--- Document text ---
»»
5G Networks are rolling out. They offer unparalleled opportunities to enhance the connectivity we already rely upon (more so in the wake of COVID-19 than ever before) and to open new avenues in healthcare, distance working, AgriTech and a myriad of as of yet unconsidered opportunities. Reports from 2017 suggest that just a 10% increase in mobile broadband penetration could increase UK GDP by 0.6% – 2.8% and a report from O2 suggest that 5G infrastructure will contribute £7 billion a year in direct measures alone. The upside potential for UK PLCS is vast, but there are significant barriers to the deployment of 5G networks outside the super urban areas that make the business case harder.
Underlying these problems is the high frequency required for 5G throughput (at least in the mobile, not Fixed Wireless Access deployments most people understand 5G to be). These high-frequencies have short reach and poor penetration to man-made objects like buildings, and so the density of cell and micro-cell sites will be far greater than that we’ve seen before. They will be dependant on ‘deep’ fibre connectivity.
««
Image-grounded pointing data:
»»
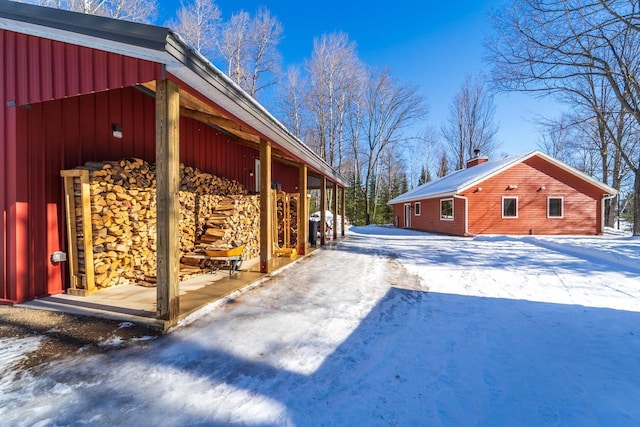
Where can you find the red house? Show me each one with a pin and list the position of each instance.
(76, 88)
(526, 194)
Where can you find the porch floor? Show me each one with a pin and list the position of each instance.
(138, 304)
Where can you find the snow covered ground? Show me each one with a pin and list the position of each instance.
(390, 327)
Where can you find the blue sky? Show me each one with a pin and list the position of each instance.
(427, 43)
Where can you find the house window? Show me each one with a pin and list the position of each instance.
(510, 207)
(555, 207)
(446, 209)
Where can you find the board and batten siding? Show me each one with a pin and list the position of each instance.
(536, 181)
(35, 70)
(62, 134)
(429, 218)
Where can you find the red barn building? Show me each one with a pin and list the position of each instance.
(77, 88)
(527, 194)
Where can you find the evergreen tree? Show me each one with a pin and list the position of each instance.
(443, 170)
(425, 176)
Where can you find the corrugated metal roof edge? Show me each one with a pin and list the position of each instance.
(143, 35)
(165, 42)
(483, 177)
(200, 65)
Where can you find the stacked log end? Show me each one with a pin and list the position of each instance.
(287, 220)
(214, 212)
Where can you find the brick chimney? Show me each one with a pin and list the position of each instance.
(477, 159)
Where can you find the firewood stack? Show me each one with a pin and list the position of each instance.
(214, 212)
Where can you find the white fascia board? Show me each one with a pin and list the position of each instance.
(421, 198)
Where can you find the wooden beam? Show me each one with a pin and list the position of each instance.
(323, 209)
(168, 180)
(266, 208)
(221, 122)
(344, 211)
(303, 212)
(335, 211)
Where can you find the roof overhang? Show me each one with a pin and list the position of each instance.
(161, 45)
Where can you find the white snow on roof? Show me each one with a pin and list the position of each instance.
(458, 180)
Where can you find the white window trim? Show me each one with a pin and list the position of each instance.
(442, 218)
(561, 207)
(407, 218)
(502, 207)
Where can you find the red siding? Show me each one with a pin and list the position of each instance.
(37, 69)
(582, 202)
(429, 218)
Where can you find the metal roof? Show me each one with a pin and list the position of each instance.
(160, 45)
(461, 180)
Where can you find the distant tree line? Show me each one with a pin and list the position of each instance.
(586, 54)
(369, 126)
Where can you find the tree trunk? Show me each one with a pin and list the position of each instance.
(636, 201)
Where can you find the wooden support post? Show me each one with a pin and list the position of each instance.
(335, 211)
(168, 180)
(344, 211)
(81, 275)
(323, 209)
(303, 211)
(266, 208)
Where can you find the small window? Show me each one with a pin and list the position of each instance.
(555, 207)
(510, 207)
(446, 209)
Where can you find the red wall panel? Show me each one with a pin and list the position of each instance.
(582, 202)
(429, 218)
(39, 69)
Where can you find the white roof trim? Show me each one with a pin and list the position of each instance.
(458, 182)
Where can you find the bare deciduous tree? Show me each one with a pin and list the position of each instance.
(248, 45)
(335, 81)
(545, 46)
(290, 100)
(389, 109)
(197, 22)
(471, 123)
(130, 10)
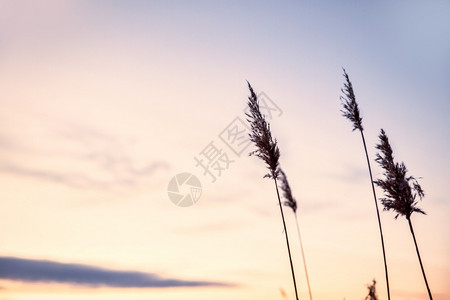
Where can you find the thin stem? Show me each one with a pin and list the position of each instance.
(287, 239)
(418, 255)
(378, 214)
(303, 256)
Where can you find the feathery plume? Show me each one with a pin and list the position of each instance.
(350, 106)
(267, 148)
(400, 190)
(350, 110)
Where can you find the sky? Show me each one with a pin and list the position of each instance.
(104, 103)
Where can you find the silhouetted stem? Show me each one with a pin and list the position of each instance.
(378, 214)
(303, 256)
(287, 239)
(418, 255)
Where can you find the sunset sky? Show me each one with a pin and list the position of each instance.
(102, 103)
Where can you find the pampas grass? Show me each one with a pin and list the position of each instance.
(372, 295)
(400, 191)
(350, 110)
(267, 150)
(292, 204)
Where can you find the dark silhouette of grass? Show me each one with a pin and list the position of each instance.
(400, 190)
(267, 150)
(372, 291)
(292, 203)
(351, 112)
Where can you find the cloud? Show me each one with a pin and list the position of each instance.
(30, 270)
(98, 160)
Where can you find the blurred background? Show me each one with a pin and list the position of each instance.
(102, 103)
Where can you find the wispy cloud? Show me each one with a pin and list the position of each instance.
(98, 160)
(29, 270)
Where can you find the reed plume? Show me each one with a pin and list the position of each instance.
(267, 150)
(400, 191)
(372, 295)
(350, 110)
(292, 204)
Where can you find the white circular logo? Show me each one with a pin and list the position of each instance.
(184, 189)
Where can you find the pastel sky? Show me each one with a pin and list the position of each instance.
(102, 103)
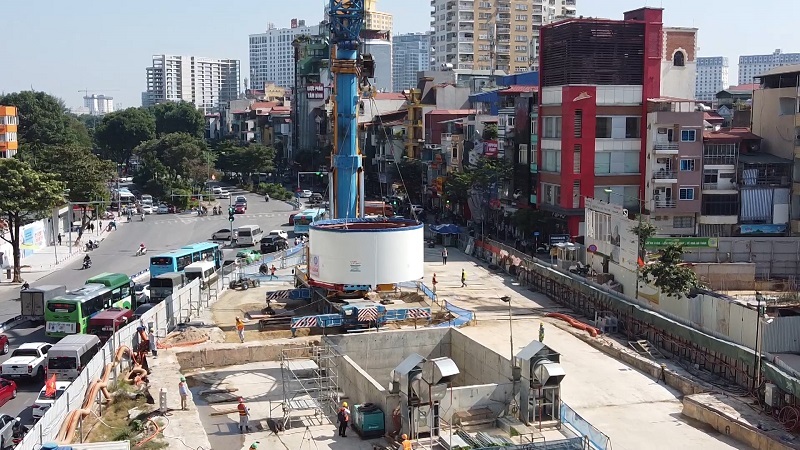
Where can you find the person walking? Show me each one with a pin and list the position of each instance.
(344, 418)
(183, 390)
(244, 416)
(240, 329)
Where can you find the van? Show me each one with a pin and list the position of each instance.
(248, 235)
(204, 270)
(70, 355)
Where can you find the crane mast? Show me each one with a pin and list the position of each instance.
(347, 179)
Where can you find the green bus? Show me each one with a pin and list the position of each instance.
(70, 313)
(121, 287)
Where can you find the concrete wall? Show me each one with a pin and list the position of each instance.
(380, 352)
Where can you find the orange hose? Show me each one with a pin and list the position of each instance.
(593, 332)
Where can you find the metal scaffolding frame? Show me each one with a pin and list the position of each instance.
(309, 379)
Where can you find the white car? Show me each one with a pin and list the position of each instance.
(43, 402)
(280, 233)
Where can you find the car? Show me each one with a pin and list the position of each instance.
(223, 235)
(270, 244)
(7, 430)
(279, 233)
(44, 401)
(248, 256)
(8, 390)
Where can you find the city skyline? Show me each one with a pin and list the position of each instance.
(111, 59)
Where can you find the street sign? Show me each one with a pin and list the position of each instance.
(691, 242)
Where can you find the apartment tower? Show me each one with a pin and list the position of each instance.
(499, 34)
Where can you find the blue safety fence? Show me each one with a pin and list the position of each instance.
(581, 426)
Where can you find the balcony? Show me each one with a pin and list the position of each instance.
(665, 176)
(670, 148)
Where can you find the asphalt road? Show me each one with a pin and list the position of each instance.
(160, 233)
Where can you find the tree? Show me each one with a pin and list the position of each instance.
(27, 194)
(120, 132)
(669, 273)
(178, 117)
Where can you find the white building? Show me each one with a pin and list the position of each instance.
(751, 66)
(98, 105)
(411, 53)
(204, 82)
(712, 77)
(465, 31)
(272, 54)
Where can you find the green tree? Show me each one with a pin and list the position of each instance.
(27, 195)
(178, 117)
(669, 273)
(120, 132)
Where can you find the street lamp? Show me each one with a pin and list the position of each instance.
(638, 236)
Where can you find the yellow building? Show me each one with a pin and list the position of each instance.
(8, 131)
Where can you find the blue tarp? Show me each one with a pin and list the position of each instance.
(445, 228)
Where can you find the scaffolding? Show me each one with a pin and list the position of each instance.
(310, 384)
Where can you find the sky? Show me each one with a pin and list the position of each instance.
(64, 47)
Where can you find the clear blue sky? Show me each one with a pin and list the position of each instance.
(65, 46)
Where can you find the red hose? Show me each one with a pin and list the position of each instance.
(593, 332)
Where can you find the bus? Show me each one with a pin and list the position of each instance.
(177, 260)
(70, 313)
(304, 219)
(121, 286)
(164, 285)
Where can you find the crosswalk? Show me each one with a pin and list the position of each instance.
(189, 219)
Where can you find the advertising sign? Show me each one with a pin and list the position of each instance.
(685, 242)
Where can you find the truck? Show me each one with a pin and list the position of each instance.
(27, 361)
(32, 300)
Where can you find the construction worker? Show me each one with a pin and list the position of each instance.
(344, 418)
(240, 329)
(244, 416)
(406, 442)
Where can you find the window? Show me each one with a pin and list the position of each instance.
(552, 127)
(686, 193)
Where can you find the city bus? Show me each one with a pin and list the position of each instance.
(303, 220)
(177, 260)
(70, 313)
(121, 286)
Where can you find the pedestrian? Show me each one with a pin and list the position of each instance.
(183, 390)
(240, 329)
(344, 418)
(151, 336)
(244, 416)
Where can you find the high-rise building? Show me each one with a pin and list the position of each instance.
(8, 131)
(204, 82)
(751, 66)
(712, 77)
(98, 105)
(411, 53)
(464, 32)
(272, 54)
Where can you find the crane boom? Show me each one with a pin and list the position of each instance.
(347, 182)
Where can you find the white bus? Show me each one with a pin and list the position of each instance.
(248, 235)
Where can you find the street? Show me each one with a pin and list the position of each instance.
(159, 233)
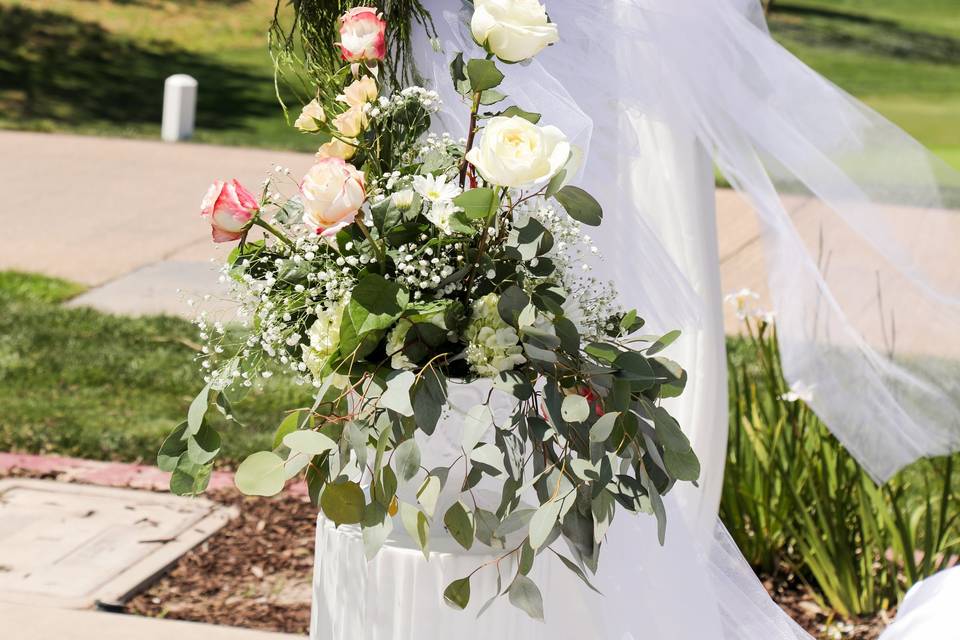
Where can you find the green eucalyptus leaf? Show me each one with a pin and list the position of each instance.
(198, 409)
(397, 395)
(476, 424)
(663, 342)
(417, 526)
(580, 205)
(189, 478)
(483, 74)
(529, 116)
(525, 595)
(311, 443)
(406, 459)
(476, 203)
(377, 526)
(603, 427)
(204, 445)
(459, 522)
(603, 507)
(543, 522)
(457, 593)
(289, 424)
(490, 457)
(429, 493)
(172, 448)
(487, 524)
(572, 566)
(343, 503)
(575, 408)
(261, 474)
(492, 96)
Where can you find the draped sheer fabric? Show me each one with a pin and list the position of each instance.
(867, 309)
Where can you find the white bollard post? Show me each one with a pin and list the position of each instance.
(179, 107)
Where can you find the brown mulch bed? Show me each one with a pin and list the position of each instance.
(255, 572)
(795, 598)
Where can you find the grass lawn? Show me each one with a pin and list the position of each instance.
(82, 383)
(902, 57)
(97, 66)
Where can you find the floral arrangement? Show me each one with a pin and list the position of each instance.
(406, 262)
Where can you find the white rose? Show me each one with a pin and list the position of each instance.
(513, 30)
(514, 152)
(332, 192)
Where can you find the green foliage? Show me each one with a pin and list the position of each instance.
(81, 383)
(796, 502)
(17, 287)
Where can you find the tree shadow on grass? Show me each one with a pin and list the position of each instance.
(54, 67)
(834, 28)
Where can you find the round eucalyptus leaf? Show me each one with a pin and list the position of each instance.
(261, 474)
(457, 593)
(309, 443)
(406, 459)
(343, 503)
(525, 595)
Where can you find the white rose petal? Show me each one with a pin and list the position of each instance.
(514, 152)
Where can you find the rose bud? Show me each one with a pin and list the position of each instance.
(513, 30)
(230, 208)
(333, 191)
(362, 35)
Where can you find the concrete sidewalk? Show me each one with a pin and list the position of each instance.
(121, 216)
(20, 622)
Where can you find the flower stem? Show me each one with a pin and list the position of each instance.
(263, 224)
(377, 248)
(471, 134)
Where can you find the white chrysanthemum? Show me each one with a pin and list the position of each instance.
(324, 336)
(441, 215)
(435, 188)
(493, 346)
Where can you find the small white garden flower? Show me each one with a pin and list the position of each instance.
(799, 391)
(493, 346)
(742, 301)
(403, 200)
(435, 188)
(441, 214)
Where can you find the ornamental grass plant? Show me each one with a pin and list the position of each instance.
(797, 503)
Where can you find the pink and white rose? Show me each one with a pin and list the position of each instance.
(360, 92)
(363, 35)
(513, 30)
(333, 192)
(230, 208)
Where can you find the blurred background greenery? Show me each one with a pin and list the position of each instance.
(97, 66)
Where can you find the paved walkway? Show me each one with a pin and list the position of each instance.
(19, 622)
(121, 216)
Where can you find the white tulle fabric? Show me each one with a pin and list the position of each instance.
(696, 587)
(929, 610)
(868, 312)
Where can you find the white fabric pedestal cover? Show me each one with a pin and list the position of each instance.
(398, 595)
(930, 610)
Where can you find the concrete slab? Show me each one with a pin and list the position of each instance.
(163, 288)
(71, 545)
(92, 209)
(19, 622)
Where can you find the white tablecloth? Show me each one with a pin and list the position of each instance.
(399, 596)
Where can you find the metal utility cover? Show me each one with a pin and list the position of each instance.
(72, 545)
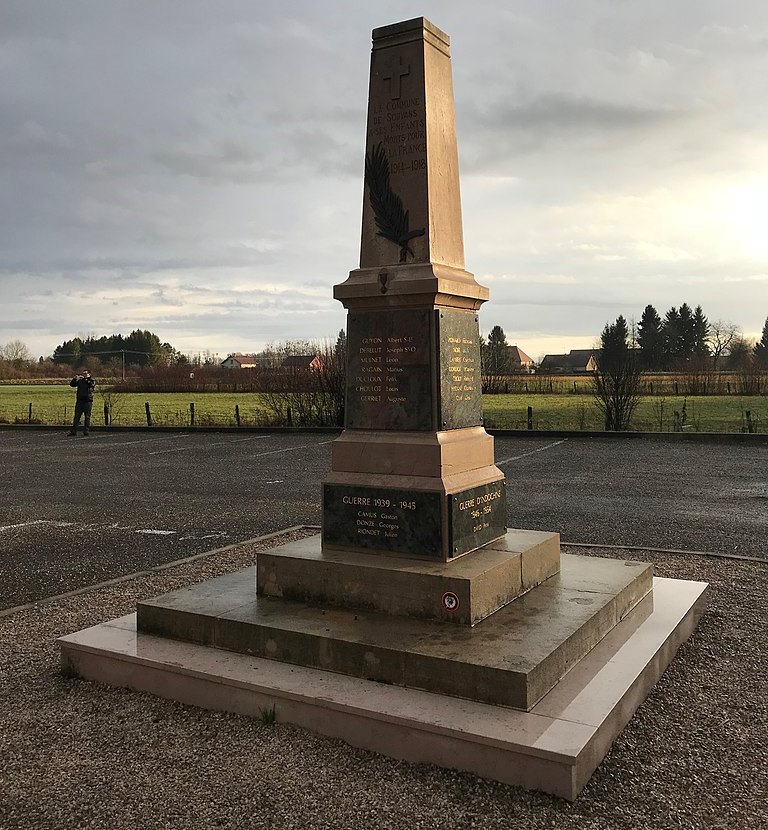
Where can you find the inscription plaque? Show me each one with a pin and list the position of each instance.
(461, 403)
(477, 516)
(404, 521)
(388, 374)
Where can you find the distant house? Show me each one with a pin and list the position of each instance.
(239, 361)
(576, 362)
(303, 362)
(521, 362)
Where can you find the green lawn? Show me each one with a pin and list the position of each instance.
(54, 404)
(719, 413)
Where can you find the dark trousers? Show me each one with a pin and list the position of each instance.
(82, 408)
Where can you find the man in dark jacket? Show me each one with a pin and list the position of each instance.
(84, 384)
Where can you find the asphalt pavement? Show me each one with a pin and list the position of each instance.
(77, 511)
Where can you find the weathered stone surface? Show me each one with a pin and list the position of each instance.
(512, 658)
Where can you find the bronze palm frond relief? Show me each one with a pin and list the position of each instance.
(390, 216)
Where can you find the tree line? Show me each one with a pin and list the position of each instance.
(139, 348)
(686, 335)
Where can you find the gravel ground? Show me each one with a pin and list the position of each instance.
(74, 754)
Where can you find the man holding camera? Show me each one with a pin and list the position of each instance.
(84, 384)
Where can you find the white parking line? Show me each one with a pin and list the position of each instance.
(36, 522)
(157, 532)
(532, 452)
(238, 440)
(256, 455)
(100, 446)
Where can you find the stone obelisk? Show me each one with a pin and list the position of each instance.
(413, 472)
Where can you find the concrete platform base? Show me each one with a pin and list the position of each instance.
(555, 747)
(512, 658)
(478, 584)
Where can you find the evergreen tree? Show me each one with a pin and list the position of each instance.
(700, 333)
(497, 357)
(670, 329)
(761, 348)
(687, 332)
(340, 349)
(613, 340)
(650, 339)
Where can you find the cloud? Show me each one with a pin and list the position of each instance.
(197, 170)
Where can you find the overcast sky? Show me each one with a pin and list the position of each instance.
(195, 168)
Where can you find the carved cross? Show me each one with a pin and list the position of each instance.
(395, 76)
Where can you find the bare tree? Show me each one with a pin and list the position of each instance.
(16, 352)
(616, 381)
(722, 333)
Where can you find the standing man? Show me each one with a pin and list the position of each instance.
(84, 384)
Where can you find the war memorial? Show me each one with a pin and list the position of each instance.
(415, 624)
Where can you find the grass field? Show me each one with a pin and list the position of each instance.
(54, 404)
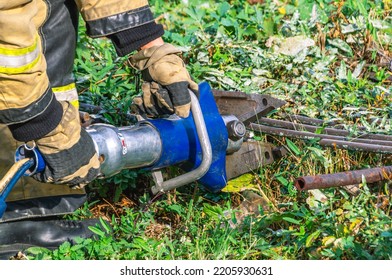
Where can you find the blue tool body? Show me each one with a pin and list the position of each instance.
(180, 143)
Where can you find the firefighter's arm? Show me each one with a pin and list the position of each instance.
(131, 26)
(27, 103)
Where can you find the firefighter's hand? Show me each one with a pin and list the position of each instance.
(69, 152)
(166, 82)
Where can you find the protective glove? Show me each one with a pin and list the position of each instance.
(69, 152)
(166, 81)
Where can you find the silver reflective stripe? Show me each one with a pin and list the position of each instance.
(16, 61)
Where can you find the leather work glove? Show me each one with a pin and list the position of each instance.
(166, 82)
(69, 152)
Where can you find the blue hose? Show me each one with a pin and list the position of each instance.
(21, 172)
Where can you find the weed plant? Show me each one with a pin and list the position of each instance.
(342, 73)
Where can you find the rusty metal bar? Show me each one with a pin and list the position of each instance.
(348, 145)
(311, 121)
(327, 130)
(340, 179)
(367, 145)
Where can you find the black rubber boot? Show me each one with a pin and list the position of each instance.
(17, 236)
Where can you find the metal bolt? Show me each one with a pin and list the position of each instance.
(236, 130)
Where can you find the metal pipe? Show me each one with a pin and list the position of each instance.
(328, 140)
(205, 144)
(126, 147)
(324, 181)
(327, 131)
(346, 145)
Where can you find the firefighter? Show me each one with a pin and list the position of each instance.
(39, 105)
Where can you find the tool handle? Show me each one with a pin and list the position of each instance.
(24, 151)
(201, 170)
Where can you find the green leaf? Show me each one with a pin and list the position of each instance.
(97, 231)
(291, 220)
(342, 45)
(293, 147)
(282, 180)
(311, 238)
(241, 183)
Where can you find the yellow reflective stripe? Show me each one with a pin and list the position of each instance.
(75, 103)
(21, 69)
(19, 52)
(16, 61)
(67, 93)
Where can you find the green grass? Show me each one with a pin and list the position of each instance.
(344, 76)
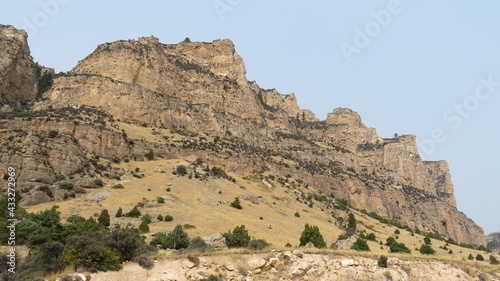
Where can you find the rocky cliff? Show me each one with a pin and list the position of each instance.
(17, 70)
(200, 89)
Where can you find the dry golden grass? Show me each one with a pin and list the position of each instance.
(205, 204)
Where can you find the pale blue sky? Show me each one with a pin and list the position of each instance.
(423, 62)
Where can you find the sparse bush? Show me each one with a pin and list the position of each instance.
(360, 245)
(257, 244)
(66, 186)
(382, 261)
(211, 278)
(118, 186)
(147, 219)
(313, 235)
(144, 227)
(146, 263)
(236, 203)
(427, 240)
(494, 260)
(98, 183)
(197, 243)
(426, 249)
(119, 213)
(181, 170)
(134, 213)
(104, 218)
(150, 155)
(238, 237)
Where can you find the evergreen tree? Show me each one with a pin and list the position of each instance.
(313, 235)
(104, 218)
(119, 213)
(178, 238)
(238, 238)
(144, 227)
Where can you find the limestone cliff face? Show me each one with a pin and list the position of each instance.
(202, 87)
(17, 70)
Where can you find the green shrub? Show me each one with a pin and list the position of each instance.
(257, 244)
(494, 260)
(427, 240)
(119, 213)
(211, 278)
(313, 235)
(382, 261)
(360, 245)
(147, 219)
(197, 243)
(104, 218)
(118, 186)
(98, 183)
(150, 155)
(181, 170)
(144, 227)
(426, 249)
(134, 213)
(238, 237)
(66, 186)
(236, 203)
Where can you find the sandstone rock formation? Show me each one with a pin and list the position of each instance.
(17, 70)
(294, 266)
(201, 88)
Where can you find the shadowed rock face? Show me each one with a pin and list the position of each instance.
(202, 87)
(17, 70)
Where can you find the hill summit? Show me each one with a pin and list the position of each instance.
(200, 91)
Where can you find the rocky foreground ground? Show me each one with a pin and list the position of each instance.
(293, 265)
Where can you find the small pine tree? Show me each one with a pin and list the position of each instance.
(119, 213)
(313, 235)
(382, 261)
(144, 227)
(426, 249)
(134, 213)
(360, 245)
(178, 238)
(147, 219)
(236, 203)
(104, 218)
(494, 260)
(239, 237)
(427, 240)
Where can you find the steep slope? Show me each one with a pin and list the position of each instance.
(200, 88)
(17, 70)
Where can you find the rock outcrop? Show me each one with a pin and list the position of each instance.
(294, 266)
(17, 70)
(201, 88)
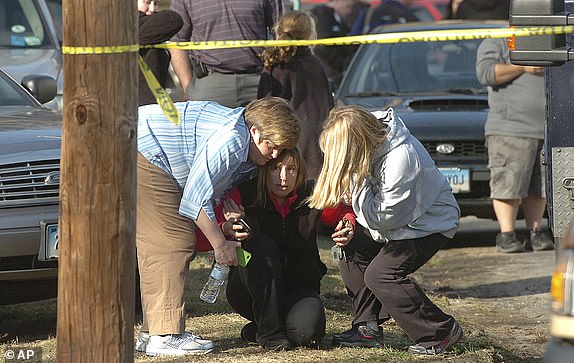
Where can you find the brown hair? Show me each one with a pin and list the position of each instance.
(289, 154)
(295, 25)
(275, 119)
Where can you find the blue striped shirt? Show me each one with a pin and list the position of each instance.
(206, 153)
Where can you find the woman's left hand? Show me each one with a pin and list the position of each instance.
(343, 233)
(233, 213)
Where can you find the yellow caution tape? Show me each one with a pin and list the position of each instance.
(420, 36)
(172, 113)
(101, 50)
(162, 98)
««
Reproduce the 5G rollout text starting with "Underlying these problems" and going on through "on ‘deep’ fibre connectivity.", but swap "buildings" for "walls".

Underlying these problems is the high frequency required for 5G throughput (at least in the mobile, not Fixed Wireless Access deployments most people understand 5G to be). These high-frequencies have short reach and poor penetration to man-made objects like walls, and so the density of cell and micro-cell sites will be far greater than that we’ve seen before. They will be dependant on ‘deep’ fibre connectivity.